• _PASSAGE SHOWN_:

-- start --

Lou, Lou, Lou, It’s The Beginning Of A Great Adventure

Two of my best friends (Kathleen and Ellen) texted me this lyric on Sunday after hearing the news that Lou Reed had died. It was exactly the same thought in my head. Maybe we’re all hoping that he gets re-incarnated as another legendary rock and roll musician who changes the meaning of music. Lord know, we could sure use one.


“[Lou Reed] opened my eyes to the idea that being punk rock really means expressing your art your way, not putting safety pins through your leather jacket.” That was Ellen in a later text. And I couldn’t agree more.

When I was twelve years old I was really into The Rolling Stones and wore Stones T-shirts to school when all the popular kids were wearing matching preppy outfits. I had tried to fit in with that scene before, and had failed so miserably that by the time middle school came around I thought, “Fuck it, they’re gonna make fun of me either way. I might as well do what I think is cool.” For a while I thought I could hang out with the rockers. After all, they were wearing Stones shirts too. But they were also doing drugs and having sex, which was way too advanced for me. So, I survived by biding my time until the weekend when I could meet up with Kathleen, go downtown, buy records and posters, and go see The Rocky Horror Picture Show.

-- end --

• _WRITTEN EXERCISE 1_:
Pull out each line of the entries below that contains the word "combat".

• _EXTRACTED INFORMATION_:

-- start --

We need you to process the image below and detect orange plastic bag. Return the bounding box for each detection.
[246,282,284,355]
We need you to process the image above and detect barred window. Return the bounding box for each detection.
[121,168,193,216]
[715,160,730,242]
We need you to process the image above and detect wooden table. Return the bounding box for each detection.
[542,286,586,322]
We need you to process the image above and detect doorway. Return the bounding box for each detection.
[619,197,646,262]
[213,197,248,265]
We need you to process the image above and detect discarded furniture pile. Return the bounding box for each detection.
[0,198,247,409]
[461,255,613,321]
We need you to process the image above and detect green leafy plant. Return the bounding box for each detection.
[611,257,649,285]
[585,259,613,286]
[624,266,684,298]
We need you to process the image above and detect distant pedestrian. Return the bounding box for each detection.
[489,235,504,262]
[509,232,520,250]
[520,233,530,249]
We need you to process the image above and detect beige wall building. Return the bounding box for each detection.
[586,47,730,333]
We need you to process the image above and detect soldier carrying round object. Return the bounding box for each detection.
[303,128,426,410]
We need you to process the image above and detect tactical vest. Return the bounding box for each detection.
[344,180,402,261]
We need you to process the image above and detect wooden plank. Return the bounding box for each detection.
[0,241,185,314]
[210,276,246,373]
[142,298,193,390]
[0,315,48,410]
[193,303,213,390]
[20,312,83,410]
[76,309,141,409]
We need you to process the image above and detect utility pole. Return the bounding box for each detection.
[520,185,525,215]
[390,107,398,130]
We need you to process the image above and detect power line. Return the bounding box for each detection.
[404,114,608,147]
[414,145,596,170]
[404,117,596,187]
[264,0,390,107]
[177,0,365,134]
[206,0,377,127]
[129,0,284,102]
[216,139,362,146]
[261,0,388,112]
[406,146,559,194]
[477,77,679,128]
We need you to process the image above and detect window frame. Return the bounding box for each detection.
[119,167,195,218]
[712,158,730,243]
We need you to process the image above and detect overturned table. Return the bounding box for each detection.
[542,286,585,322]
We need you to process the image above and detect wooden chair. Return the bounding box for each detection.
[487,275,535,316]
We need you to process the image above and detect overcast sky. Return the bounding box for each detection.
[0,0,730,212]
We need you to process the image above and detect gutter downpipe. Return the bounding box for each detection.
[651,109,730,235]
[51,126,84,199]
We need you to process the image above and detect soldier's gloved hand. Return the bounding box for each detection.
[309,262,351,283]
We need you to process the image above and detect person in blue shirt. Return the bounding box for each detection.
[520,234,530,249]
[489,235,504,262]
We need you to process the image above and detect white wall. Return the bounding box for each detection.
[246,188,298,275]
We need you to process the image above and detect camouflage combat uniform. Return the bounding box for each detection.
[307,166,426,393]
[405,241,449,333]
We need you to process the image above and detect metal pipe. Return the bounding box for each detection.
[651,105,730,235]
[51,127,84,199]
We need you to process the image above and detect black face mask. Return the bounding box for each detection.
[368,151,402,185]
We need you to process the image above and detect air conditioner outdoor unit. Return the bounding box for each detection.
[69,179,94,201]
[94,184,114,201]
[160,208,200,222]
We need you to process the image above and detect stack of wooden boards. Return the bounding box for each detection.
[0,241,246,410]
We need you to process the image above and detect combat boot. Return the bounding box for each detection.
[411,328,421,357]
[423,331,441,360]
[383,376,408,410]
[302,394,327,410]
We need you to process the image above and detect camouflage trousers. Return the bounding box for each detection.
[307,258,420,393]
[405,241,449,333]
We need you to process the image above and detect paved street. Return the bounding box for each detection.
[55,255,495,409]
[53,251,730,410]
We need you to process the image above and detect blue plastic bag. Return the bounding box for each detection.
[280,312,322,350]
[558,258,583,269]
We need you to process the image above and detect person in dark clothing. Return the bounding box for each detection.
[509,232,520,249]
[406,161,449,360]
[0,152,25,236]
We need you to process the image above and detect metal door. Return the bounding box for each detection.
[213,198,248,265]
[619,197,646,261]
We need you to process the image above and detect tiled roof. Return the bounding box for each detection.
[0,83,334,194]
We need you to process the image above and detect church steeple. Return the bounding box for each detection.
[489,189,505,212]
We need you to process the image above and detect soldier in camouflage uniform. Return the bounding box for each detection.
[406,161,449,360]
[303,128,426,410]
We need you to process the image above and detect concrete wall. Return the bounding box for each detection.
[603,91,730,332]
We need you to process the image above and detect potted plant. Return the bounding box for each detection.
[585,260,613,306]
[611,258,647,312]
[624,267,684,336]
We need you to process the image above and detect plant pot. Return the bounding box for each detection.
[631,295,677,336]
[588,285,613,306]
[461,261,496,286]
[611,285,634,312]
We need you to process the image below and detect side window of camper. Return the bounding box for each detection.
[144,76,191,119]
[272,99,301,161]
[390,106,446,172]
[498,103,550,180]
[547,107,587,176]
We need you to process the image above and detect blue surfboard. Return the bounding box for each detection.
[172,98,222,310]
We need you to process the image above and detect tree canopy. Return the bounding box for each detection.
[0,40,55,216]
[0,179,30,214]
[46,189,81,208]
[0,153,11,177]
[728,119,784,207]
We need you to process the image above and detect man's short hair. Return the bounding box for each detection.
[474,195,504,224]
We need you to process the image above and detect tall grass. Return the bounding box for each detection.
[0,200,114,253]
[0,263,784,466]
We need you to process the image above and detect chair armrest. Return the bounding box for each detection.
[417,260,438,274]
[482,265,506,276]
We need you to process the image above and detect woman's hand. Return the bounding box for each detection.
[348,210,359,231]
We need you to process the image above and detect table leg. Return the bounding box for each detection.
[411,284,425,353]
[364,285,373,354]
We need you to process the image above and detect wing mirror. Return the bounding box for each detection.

-- end --

• _WRITTEN EXERCISE 2_:
Reproduce the Lou Reed post above word for word, from "Lou, Lou, Lou, It’s" to "sure use one.".

• _EXERCISE OUTPUT 1_:
We need you to process the image above and detect camouflage combat uniform. Return the bounding box for each detection.
We need you to process the image above and detect combat boot. Return the bounding box for each detection.

• _EXERCISE OUTPUT 2_:
Lou, Lou, Lou, It’s The Beginning Of A Great Adventure

Two of my best friends (Kathleen and Ellen) texted me this lyric on Sunday after hearing the news that Lou Reed had died. It was exactly the same thought in my head. Maybe we’re all hoping that he gets re-incarnated as another legendary rock and roll musician who changes the meaning of music. Lord know, we could sure use one.